WHAT IS BEING ASKED ::
Please copy, word for word, the line that contains "Query: concrete walkway" and every line after it through the end of the records, and nothing more.

INFORMATION SHOWN below:

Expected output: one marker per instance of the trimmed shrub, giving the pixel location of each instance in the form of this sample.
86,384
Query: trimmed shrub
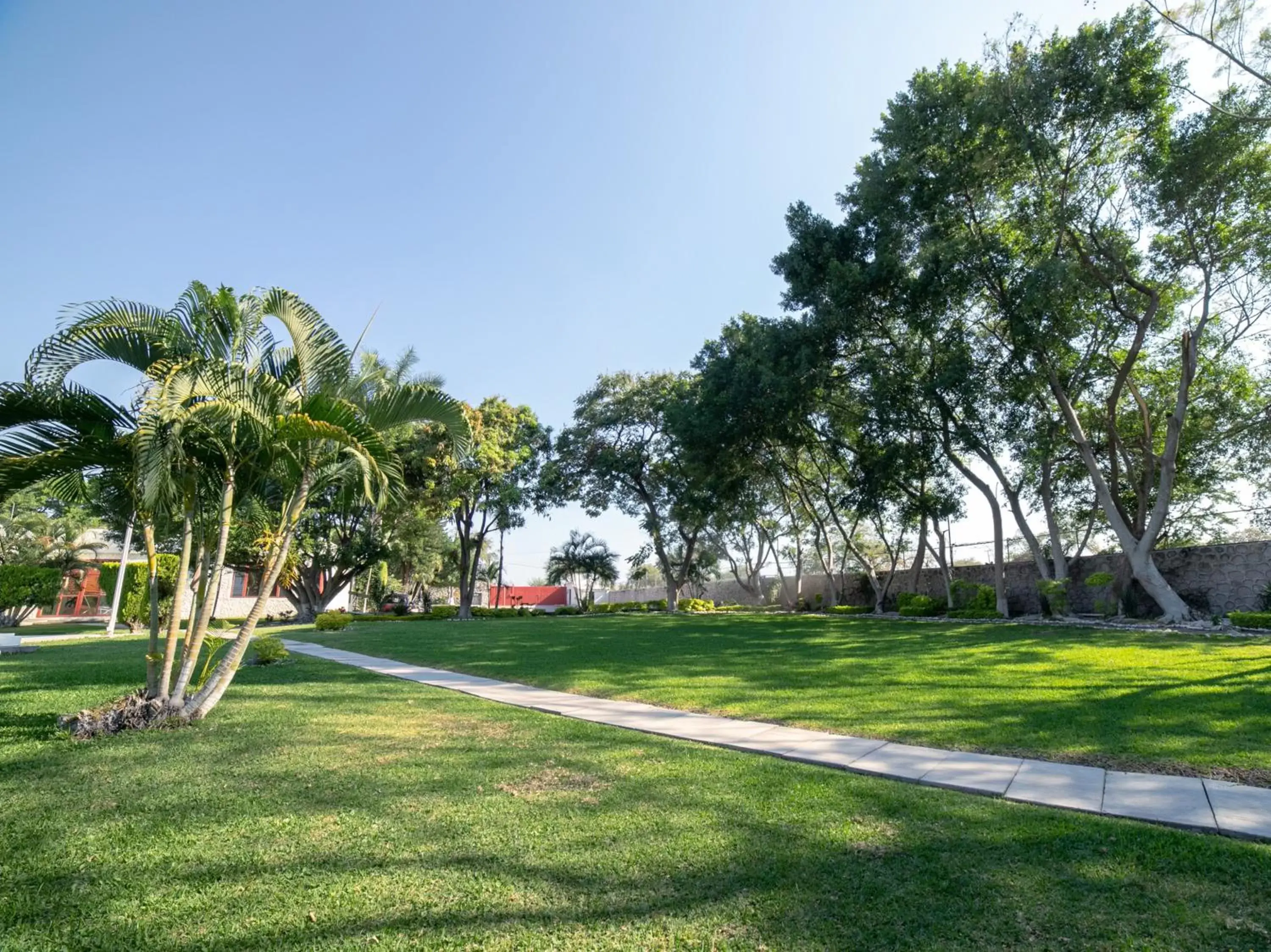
1250,620
696,606
973,595
23,589
271,651
918,606
135,598
332,621
973,613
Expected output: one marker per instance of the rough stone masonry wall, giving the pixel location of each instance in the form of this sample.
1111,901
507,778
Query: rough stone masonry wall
1213,579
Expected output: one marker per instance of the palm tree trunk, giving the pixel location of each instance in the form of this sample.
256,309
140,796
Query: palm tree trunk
215,687
178,597
208,602
119,581
153,656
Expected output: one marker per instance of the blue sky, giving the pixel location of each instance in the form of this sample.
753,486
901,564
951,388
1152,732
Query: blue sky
528,194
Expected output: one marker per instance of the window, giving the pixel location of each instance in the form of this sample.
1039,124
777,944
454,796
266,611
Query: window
247,585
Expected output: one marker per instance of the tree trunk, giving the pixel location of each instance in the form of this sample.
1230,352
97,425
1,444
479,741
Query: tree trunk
153,656
946,573
220,681
208,603
178,595
999,567
916,571
119,583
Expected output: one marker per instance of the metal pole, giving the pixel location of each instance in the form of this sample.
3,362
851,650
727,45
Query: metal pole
119,581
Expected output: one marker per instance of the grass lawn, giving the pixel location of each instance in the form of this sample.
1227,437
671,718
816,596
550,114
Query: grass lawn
1113,698
327,808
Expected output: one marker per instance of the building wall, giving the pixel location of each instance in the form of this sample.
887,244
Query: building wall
1213,579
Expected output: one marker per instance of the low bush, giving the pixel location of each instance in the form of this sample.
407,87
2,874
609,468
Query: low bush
973,595
918,606
973,613
23,589
332,621
1250,620
271,651
696,606
135,598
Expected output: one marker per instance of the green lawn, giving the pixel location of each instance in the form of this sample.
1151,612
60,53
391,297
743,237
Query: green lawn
1115,698
326,808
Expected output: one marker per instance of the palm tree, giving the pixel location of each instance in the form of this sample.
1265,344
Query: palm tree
583,562
223,397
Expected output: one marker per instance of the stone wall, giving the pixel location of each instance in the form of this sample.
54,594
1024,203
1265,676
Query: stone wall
1213,579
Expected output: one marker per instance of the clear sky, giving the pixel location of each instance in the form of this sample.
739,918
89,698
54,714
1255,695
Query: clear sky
529,194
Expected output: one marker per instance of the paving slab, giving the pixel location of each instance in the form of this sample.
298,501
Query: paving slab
833,752
716,730
1179,801
1069,786
1240,810
899,761
975,773
778,739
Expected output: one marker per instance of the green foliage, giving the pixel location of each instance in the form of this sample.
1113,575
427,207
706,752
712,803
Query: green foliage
914,606
696,606
135,599
23,589
332,621
1054,593
270,651
971,595
1250,620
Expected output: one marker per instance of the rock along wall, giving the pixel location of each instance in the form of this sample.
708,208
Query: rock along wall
1212,579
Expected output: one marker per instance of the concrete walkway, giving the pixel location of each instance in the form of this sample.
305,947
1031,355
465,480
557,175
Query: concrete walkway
1190,803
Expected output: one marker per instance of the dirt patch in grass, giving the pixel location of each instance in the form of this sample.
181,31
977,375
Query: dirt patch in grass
553,780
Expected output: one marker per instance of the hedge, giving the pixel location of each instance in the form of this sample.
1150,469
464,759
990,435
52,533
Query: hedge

End of INFORMATION SHOWN.

SOLUTION TO THIS TASK ::
Query: concrete walkway
1190,803
Expected output: one marker per instance of the dirt patch in grass, giving the pixel location of each instance in the form of this sample.
181,31
977,375
Query: dirt patch in grass
553,780
Expected output: one marker per instance of the hedge, giving the pixel location of each instance in the form of this sample.
1150,469
464,759
990,435
52,533
Query: hedge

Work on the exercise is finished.